Goals.
[a] Say whether each statement below agrees with the company report excerpt: (i) The Company's equity shares are listed in the Bombay Stock Exchange, Mumbai. (ii) The Company earned some income in foreign exchange. (iii) M/s. Bhandari & Keswani carried out the Secretarial Audit. For each, answer yes or no and quote the deciding words of the excerpt.
[b] Write out the stretch of the company report excerpt from "21. PARTICULARS OF" through "of reliablefinancial disclosures.", with "manufacturing activity" replaced by "production activity".
[c] Carry on the company report excerpt past its final sentence, the one on the extract of the Annual Return.

Given text.

::::::::

The Company's equity shares continue to be listed in the Bombay Stock Exchange, Mumbai. The listing fees for the financial year 2015-2016 has already been paid to Bombay Stock Exchange and Custodial fees have been paid to NSDL and CSDL due for the financial year 2015-2016

19. AUDITORS:

(a) FINANCIAL AUDIT: M/s. Bhandari & Keswani, Chartered Accountants (Registration No. 000433S), the Statutory Auditors of the Company will hold office up to the conclusion of the 55th Annual General Meeting of the members and their appointment is subject to ratification by the shareholders at each of the intervening Annual General Meeting(s).

(b) SECRETARIAL AUDIT: Pursuant to the provisions of Section 204 of the Companies Act, 2013 and the Companies (Appointment and Remuneration of Managerial Personnel) Rules, 2014, Secretarial Audit has been carried out by M/s. S Eshwar, Practising Company Secretary, and his report is annexed as Annexure

( c) INTERNAL AUDIT : Pursuant to the provisions of the Companies Act, 2013, the company has appointed M/s Abhay U Jain & Associates, Chartered Accountants (Registration No.207937) as internal Auditors.

20. PARTICULARS OF EMPLOYEES:

During the year, there are no employees drawing remuneration in excess of the limits specified in Rules 5(2) & 5(3) of the Companies (Appointment and Remuneration of Managerial Personnel) Rules, 2014.

21. PARTICULARS OF ENERGY CONSERVATION, FOREIGN EXCHANGE EARNINGS AND OUTGO:

The Company is not carrying on any manufacturing activity resulting in consumption of power and technology absorption. The Company did not earn any income in foreign exchange and there was no expenditure involving foreign exchange as outgo.

22. DETAILS IN RESPECT OF ADEQUACY OF INTERNAL FINANCIAL CONTROLS:

The Board has adopted the policies and procedures for ensuring the orderly and efficient conduct of its business, including adherence to the Company's policies, the safeguarding of its assets, the prevention and detention of frauds and errors, the accuracy and completeness of the accounting records, and the timely preparation of reliablefinancial disclosures.

23. RISK MANAGEMENT

The details with respect to Risk Management Policy and constitution of Risk Management Committee is included in the Corporate Governance report annexed.

24. EXTRACT OF ANNUAL RETURN:

The details forming part of the extract of the Annual Return in Form MGT-9 is annexed herewith as Annexure2.

::::::::

Data rows.

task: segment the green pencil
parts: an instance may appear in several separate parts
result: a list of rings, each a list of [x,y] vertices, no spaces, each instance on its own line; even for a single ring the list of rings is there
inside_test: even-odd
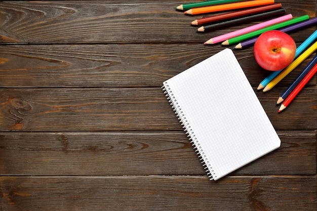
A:
[[[236,2],[245,2],[250,0],[213,0],[205,2],[196,2],[194,3],[183,4],[175,8],[176,10],[187,10],[191,8],[202,7],[208,7],[212,5],[222,5],[224,4],[232,3]]]
[[[241,41],[244,40],[245,39],[250,39],[255,36],[258,36],[263,32],[264,32],[266,31],[277,29],[278,28],[287,26],[288,25],[294,24],[296,23],[304,21],[309,19],[309,16],[308,16],[308,15],[305,15],[298,18],[293,18],[288,21],[277,23],[276,24],[272,25],[271,26],[267,26],[265,28],[258,29],[255,31],[251,31],[251,32],[247,33],[246,34],[242,34],[234,37],[229,38],[222,43],[221,45],[228,45],[236,43],[240,43]]]

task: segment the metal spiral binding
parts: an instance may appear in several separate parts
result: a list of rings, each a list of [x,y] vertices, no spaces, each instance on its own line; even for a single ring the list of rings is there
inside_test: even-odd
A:
[[[210,180],[215,179],[217,177],[214,173],[214,171],[212,170],[212,167],[211,164],[209,163],[197,138],[195,137],[193,131],[192,131],[192,130],[190,128],[190,125],[189,125],[189,123],[186,119],[185,114],[183,113],[179,105],[178,105],[177,100],[174,96],[171,90],[171,88],[169,87],[167,82],[165,82],[164,83],[164,86],[162,87],[162,89],[164,92],[165,96],[169,101],[169,102],[172,106],[172,108],[175,111],[175,113],[178,119],[181,123],[181,125],[182,125],[183,129],[184,129],[184,131],[185,131],[185,134],[187,135],[187,137],[189,137],[188,140],[190,141],[190,143],[192,144],[194,150],[195,150],[195,152],[196,152],[196,154],[198,155],[198,158],[203,164],[203,167],[204,167],[205,171],[206,172],[208,178]]]

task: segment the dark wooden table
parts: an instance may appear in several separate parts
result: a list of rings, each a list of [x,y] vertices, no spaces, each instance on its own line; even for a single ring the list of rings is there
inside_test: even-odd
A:
[[[197,33],[208,15],[174,9],[188,2],[0,2],[1,210],[317,209],[316,76],[275,106],[315,53],[263,93],[253,48],[234,51],[282,145],[210,181],[162,82],[224,49],[210,38],[264,19]],[[316,15],[315,1],[276,3]],[[289,34],[298,46],[316,29]]]

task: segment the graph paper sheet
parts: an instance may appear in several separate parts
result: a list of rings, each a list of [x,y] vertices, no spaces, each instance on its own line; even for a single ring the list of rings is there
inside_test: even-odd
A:
[[[163,85],[211,180],[280,147],[281,141],[231,50]]]

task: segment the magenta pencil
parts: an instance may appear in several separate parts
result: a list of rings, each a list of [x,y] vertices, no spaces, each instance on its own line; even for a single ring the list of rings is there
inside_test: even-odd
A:
[[[215,43],[219,43],[222,41],[224,41],[230,38],[234,37],[235,36],[239,36],[242,34],[244,34],[245,33],[255,31],[256,30],[260,29],[276,23],[281,23],[288,20],[291,20],[293,16],[292,15],[292,14],[284,15],[282,17],[279,17],[273,19],[263,22],[262,23],[253,25],[253,26],[244,28],[236,31],[232,31],[229,33],[227,33],[226,34],[213,37],[206,41],[204,44],[214,44]]]

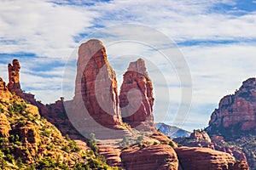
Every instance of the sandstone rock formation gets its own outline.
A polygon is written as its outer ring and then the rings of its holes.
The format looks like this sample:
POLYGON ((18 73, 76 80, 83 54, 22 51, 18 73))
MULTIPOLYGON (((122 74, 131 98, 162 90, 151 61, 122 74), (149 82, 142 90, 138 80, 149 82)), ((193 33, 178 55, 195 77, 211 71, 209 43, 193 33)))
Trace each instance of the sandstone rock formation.
POLYGON ((38 146, 40 143, 40 136, 36 130, 36 127, 30 122, 26 126, 20 124, 19 127, 19 136, 20 140, 33 154, 38 151, 38 146))
POLYGON ((8 88, 10 92, 15 93, 17 95, 22 95, 22 90, 20 84, 20 69, 19 60, 15 59, 12 65, 8 65, 9 83, 8 88))
POLYGON ((124 75, 119 100, 125 122, 139 130, 155 130, 153 86, 143 60, 130 63, 128 71, 124 75))
POLYGON ((77 63, 75 97, 82 97, 90 116, 104 127, 121 124, 116 75, 105 47, 99 40, 80 45, 77 63))
POLYGON ((211 138, 205 131, 194 130, 189 138, 195 139, 196 141, 204 140, 208 143, 212 142, 211 138))
POLYGON ((237 169, 248 170, 244 162, 236 162, 230 154, 208 148, 180 147, 175 149, 182 169, 237 169))
POLYGON ((0 110, 0 137, 9 138, 9 132, 11 130, 9 122, 7 120, 6 116, 1 113, 0 110))
POLYGON ((211 116, 207 131, 225 136, 256 131, 256 78, 242 82, 235 94, 224 97, 211 116))
POLYGON ((156 144, 125 150, 121 153, 122 167, 129 170, 177 170, 178 160, 174 150, 167 144, 156 144))
POLYGON ((5 82, 3 82, 3 78, 0 77, 0 91, 6 91, 7 87, 5 82))

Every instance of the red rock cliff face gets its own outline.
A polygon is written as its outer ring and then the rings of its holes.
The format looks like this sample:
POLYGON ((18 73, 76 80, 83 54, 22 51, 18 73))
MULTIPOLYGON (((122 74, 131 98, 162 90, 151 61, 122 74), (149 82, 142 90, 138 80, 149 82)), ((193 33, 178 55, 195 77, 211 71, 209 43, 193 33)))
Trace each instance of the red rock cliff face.
POLYGON ((23 93, 20 84, 20 69, 19 60, 15 59, 12 65, 8 65, 9 83, 8 88, 10 92, 15 92, 17 95, 22 96, 23 93))
POLYGON ((174 150, 167 144, 145 148, 132 147, 121 153, 122 166, 128 170, 177 170, 178 160, 174 150))
POLYGON ((209 133, 230 133, 233 136, 239 135, 239 132, 256 131, 256 78, 243 82, 235 94, 220 100, 207 130, 209 133))
POLYGON ((245 162, 236 162, 230 154, 209 148, 180 147, 175 149, 181 169, 248 170, 245 162))
POLYGON ((153 86, 145 62, 130 63, 119 94, 123 121, 139 130, 155 130, 153 117, 153 86))
POLYGON ((120 125, 116 75, 102 42, 90 40, 81 44, 77 66, 74 100, 82 96, 90 116, 101 125, 120 125))

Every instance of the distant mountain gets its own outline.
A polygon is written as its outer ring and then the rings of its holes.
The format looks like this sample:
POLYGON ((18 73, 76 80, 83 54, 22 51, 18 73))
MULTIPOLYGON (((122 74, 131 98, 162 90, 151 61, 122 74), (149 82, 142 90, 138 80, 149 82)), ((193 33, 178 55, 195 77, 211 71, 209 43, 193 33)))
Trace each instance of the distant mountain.
POLYGON ((189 137, 190 132, 183 130, 175 126, 166 125, 162 122, 158 122, 154 124, 156 128, 166 134, 166 136, 171 137, 172 139, 179 138, 179 137, 189 137))

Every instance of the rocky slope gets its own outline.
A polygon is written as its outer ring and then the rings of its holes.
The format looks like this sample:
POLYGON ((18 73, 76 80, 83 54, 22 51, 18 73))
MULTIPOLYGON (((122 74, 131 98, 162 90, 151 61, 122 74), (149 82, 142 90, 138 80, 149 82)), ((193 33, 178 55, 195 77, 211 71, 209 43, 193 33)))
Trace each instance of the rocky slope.
POLYGON ((249 78, 235 94, 224 97, 211 116, 209 134, 236 138, 256 132, 256 78, 249 78))
POLYGON ((38 107, 12 94, 0 79, 0 168, 110 168, 43 118, 38 107))
POLYGON ((90 116, 99 124, 121 124, 116 75, 105 47, 98 40, 82 43, 79 49, 74 99, 82 97, 90 116))
POLYGON ((251 169, 256 169, 256 78, 244 81, 220 100, 206 131, 212 138, 223 138, 218 145, 245 153, 251 169))
POLYGON ((245 162, 236 162, 228 153, 207 148, 175 149, 183 169, 248 169, 245 162))
POLYGON ((190 132, 183 130, 177 127, 166 125, 161 122, 155 123, 154 125, 160 132, 163 133, 164 134, 169 136, 172 139, 180 137, 189 137, 191 133, 190 132))
POLYGON ((124 74, 119 100, 125 122, 139 130, 155 130, 153 86, 143 60, 130 63, 128 71, 124 74))

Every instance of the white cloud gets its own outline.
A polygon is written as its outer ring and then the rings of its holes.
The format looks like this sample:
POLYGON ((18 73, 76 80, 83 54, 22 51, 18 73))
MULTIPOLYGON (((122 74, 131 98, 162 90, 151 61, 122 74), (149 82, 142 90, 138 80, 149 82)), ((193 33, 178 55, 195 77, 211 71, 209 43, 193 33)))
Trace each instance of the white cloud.
POLYGON ((73 37, 91 26, 96 14, 44 1, 0 1, 1 53, 68 57, 73 37), (7 43, 6 42, 15 42, 7 43))

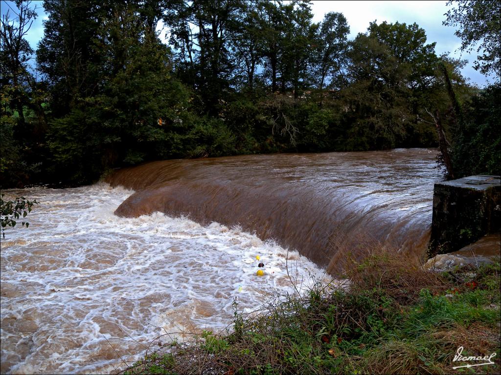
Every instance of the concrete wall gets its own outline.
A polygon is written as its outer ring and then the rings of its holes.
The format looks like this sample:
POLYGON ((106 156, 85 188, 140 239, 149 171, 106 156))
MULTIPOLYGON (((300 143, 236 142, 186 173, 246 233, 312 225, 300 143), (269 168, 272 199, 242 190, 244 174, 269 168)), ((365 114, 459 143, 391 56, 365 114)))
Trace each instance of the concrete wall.
POLYGON ((435 184, 428 258, 451 252, 501 224, 501 179, 476 176, 435 184))

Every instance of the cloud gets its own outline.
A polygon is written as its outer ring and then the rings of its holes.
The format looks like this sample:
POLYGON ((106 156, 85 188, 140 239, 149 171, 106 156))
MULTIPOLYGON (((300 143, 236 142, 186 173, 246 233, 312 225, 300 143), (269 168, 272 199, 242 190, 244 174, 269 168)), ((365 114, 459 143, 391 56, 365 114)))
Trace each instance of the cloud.
POLYGON ((375 20, 378 24, 383 21, 391 23, 398 21, 407 24, 415 22, 426 32, 427 42, 436 42, 435 50, 437 54, 450 52, 453 57, 468 60, 468 64, 461 72, 470 78, 471 83, 482 86, 487 82, 494 82, 473 68, 476 52, 470 54, 459 50, 461 40, 454 34, 455 28, 442 26, 444 14, 450 8, 446 1, 314 0, 312 2, 315 22, 321 22, 324 14, 329 12, 342 13, 350 26, 350 38, 359 32, 365 32, 369 23, 375 20))

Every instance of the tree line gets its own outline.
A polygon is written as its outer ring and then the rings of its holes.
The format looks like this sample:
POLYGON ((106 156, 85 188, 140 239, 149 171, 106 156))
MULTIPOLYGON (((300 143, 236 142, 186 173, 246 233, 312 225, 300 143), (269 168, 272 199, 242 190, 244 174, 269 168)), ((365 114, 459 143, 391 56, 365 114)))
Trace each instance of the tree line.
POLYGON ((0 34, 3 186, 169 158, 436 146, 437 128, 456 176, 499 174, 498 84, 468 84, 416 24, 349 40, 342 14, 314 22, 305 1, 46 0, 34 50, 37 10, 16 4, 0 34))

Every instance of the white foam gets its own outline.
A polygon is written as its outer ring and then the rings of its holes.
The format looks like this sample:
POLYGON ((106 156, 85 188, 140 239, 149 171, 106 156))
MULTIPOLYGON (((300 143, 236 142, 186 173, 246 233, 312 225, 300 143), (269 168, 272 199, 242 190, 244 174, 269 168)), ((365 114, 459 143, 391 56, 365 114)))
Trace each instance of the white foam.
POLYGON ((294 292, 288 256, 298 286, 325 277, 297 252, 238 228, 160 212, 114 216, 130 190, 101 184, 15 192, 40 204, 28 228, 6 231, 2 247, 2 360, 13 373, 110 370, 99 369, 166 332, 223 329, 234 300, 250 312, 277 292, 294 292))

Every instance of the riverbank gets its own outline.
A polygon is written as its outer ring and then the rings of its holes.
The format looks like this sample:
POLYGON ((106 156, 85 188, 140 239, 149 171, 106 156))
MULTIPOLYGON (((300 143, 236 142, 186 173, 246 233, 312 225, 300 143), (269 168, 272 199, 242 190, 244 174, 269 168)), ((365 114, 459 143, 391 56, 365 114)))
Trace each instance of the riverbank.
POLYGON ((374 251, 346 288, 235 312, 229 334, 154 343, 123 374, 498 374, 499 264, 438 273, 408 260, 374 251))

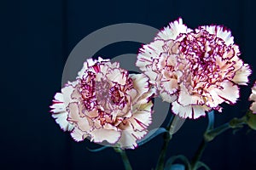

::::::::

Answers provided.
[a]
(i) Yes: "The Company's equity shares continue to be listed in the Bombay Stock Exchange, Mumbai."
(ii) No: "The Company did not earn any income in foreign exchange"
(iii) No: "Secretarial Audit has been carried out by M/s. S Eshwar, Practising Company Secretary"

[b]
21. PARTICULARS OF ENERGY CONSERVATION, FOREIGN EXCHANGE EARNINGS AND OUTGO:

The Company is not carrying on any production activity resulting in consumption of power and technology absorption. The Company did not earn any income in foreign exchange and there was no expenditure involving foreign exchange as outgo.

22. DETAILS IN RESPECT OF ADEQUACY OF INTERNAL FINANCIAL CONTROLS:

The Board has adopted the policies and procedures for ensuring the orderly and efficient conduct of its business, including adherence to the Company's policies, the safeguarding of its assets, the prevention and detention of frauds and errors, the accuracy and completeness of the accounting records, and the timely preparation of reliablefinancial disclosures.

[c]
25. REPORT ON CORPORATE GOVERANCE:

A detailed report on Corporate Governance is annexed to this report. The Company has complied with the requirements of Corporate Governance as stipulated in Clause 49 of the Listing Agreement except those listed in the Statutory Auditors certificate. The Certificate obtained from the Statutory Auditors of the company regarding compliance of conditions is attached to this report.

26. CORPORATE SOCIAL RESPONSIBILITY:

The annual report on Corporate Social Responsibility is annexed herewith as Annexure3.

27. DETAILS OF SIGNIFICANT AND MATERIAL ORDERS PASSED BY THE REGULATORS OR COURTS IMPACTING THE GOING CONCERN STATUS AND COMPANY'S OPERATIONS IN FUTURE:

During the year, there are no significant and material orders passed by the regulators or Courts on a going concern basis.

28. DISCLOSURE AS REQUIRED UNDER SECTION 22 OF SEXUAL HARASSMENT OF WOMEN AT WORKPLACE (PREVENTION, PROHIBITION AND REDRESSAL) ACT, 2013:

The Company has in place an Anti Sexual Harassment Policy and the company has not received any complaints during the year.

29. ACKNOWLEDGMENT:

Your Directors are pleased to place on record their sincere thanks for the kind co-operation and all assistance extended by company's Bankers, Auditors, and all employees and above all the shareholders and other stake holders for their continued support and patronage and the Directors look forward for the same relationship and cooperation in the years to come.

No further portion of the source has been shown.